**Exercise description**
Pick out every line in the records below that contains the string "covered", and copy each of those lines.

-------- Material for the task

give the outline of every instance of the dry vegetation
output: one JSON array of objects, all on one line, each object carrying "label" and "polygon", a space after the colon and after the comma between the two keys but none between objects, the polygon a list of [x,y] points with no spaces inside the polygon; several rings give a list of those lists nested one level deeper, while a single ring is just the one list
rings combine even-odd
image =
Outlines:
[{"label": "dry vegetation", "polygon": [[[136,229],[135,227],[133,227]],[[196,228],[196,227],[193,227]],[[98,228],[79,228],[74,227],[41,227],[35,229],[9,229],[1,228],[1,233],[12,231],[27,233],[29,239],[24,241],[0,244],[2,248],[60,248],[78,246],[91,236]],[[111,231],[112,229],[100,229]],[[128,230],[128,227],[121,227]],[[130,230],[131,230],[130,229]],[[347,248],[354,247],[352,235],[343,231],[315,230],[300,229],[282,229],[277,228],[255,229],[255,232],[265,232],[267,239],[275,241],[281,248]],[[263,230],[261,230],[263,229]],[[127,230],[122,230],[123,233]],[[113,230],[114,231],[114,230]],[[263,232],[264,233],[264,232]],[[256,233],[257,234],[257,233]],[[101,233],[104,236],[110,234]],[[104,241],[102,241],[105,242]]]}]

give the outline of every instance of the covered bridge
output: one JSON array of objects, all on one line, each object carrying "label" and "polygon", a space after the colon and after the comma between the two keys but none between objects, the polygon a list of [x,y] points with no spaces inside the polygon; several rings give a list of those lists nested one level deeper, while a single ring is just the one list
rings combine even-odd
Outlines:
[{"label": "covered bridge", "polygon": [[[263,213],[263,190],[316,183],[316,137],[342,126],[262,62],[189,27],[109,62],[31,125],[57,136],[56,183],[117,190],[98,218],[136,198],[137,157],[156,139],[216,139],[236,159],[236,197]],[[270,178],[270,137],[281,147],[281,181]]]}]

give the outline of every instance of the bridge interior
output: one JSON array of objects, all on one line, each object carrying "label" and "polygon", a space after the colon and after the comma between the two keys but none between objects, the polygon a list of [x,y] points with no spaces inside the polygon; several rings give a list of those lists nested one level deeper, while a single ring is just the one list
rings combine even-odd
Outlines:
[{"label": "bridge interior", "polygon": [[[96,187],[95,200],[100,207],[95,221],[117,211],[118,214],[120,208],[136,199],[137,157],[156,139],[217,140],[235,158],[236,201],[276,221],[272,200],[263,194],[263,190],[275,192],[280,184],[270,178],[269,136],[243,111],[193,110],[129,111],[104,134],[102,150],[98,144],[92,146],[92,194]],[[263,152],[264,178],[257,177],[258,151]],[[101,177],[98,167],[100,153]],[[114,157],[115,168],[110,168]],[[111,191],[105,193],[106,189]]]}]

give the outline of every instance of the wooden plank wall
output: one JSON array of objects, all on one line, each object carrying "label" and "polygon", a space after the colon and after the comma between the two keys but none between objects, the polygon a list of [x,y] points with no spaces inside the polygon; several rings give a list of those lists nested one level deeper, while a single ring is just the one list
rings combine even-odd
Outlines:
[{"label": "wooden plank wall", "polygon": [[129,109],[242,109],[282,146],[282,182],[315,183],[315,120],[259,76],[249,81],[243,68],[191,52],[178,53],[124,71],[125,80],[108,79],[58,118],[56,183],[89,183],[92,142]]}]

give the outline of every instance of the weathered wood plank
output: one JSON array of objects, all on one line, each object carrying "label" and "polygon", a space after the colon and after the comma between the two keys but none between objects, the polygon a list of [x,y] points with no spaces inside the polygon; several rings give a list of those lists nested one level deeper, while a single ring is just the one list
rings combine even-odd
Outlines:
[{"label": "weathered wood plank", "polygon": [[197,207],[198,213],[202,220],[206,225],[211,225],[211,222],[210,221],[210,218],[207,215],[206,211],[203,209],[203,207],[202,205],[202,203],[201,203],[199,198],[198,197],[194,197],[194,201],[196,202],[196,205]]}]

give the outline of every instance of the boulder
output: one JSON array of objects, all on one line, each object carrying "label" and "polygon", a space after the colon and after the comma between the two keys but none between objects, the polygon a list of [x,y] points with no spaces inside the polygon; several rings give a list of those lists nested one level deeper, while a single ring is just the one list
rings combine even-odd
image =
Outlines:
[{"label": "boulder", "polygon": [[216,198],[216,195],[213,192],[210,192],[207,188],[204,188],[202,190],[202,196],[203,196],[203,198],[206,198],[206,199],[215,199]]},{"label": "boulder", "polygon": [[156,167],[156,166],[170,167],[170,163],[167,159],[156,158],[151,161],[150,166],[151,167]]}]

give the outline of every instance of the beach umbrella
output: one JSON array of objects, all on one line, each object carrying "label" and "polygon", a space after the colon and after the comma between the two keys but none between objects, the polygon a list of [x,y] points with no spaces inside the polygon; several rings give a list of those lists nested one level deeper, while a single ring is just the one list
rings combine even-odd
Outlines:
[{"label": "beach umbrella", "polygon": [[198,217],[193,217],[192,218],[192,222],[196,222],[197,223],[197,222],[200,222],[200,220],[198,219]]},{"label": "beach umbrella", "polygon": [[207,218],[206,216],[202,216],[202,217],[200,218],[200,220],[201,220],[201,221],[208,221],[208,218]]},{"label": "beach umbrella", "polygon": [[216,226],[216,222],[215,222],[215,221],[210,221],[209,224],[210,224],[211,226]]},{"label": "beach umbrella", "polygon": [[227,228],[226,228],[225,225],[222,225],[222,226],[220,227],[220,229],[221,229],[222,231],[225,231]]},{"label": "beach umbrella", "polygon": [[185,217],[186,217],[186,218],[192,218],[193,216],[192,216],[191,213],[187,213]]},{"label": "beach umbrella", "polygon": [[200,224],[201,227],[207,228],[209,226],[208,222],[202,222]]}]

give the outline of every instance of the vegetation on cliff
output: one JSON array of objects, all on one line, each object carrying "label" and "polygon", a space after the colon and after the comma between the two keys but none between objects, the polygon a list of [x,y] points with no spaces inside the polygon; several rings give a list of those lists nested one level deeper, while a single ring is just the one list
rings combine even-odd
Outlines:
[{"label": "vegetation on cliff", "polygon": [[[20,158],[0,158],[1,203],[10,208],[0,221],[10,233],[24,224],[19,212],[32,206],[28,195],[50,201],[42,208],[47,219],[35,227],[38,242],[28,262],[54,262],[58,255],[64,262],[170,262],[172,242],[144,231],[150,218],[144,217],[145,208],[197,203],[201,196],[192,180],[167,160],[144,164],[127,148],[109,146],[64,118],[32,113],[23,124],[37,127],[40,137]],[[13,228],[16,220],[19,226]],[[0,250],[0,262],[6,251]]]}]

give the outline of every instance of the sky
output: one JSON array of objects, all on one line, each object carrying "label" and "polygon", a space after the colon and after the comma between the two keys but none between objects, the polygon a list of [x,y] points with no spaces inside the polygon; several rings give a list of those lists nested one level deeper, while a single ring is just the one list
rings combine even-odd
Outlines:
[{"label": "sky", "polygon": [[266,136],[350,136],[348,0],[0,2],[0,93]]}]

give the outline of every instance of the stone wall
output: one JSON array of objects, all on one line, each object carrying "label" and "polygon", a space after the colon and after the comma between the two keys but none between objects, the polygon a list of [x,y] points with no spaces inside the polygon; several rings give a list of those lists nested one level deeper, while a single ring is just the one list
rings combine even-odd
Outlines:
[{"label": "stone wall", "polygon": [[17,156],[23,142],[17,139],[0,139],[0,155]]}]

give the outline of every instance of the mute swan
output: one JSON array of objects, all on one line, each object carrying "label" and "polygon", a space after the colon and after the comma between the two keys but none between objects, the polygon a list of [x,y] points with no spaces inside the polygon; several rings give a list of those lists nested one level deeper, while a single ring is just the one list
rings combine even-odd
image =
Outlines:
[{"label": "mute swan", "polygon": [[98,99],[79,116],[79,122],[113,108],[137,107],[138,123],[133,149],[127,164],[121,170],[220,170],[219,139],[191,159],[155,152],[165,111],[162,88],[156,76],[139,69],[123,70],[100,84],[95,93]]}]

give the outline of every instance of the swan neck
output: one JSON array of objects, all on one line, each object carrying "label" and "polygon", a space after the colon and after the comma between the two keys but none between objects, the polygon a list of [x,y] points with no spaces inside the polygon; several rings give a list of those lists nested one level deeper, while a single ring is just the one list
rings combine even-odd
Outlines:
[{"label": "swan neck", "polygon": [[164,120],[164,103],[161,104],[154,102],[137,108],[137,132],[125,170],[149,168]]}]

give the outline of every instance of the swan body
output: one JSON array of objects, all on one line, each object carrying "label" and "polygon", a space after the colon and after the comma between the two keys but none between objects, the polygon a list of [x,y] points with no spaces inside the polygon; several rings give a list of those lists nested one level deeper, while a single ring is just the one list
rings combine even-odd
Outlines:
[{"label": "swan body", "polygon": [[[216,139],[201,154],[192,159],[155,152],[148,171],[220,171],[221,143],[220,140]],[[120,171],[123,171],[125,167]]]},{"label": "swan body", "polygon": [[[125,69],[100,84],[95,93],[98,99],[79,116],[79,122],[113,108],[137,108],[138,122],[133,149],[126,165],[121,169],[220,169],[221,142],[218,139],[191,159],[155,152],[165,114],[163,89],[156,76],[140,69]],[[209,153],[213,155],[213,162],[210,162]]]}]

----------------

**Expected output**
give the outline of every instance of the covered bridge
[{"label": "covered bridge", "polygon": [[[263,213],[263,190],[316,183],[316,137],[342,126],[262,62],[189,27],[109,62],[31,125],[57,136],[56,183],[117,190],[98,218],[136,198],[137,157],[156,139],[216,139],[236,159],[236,197]],[[270,178],[270,137],[281,147],[281,181]]]}]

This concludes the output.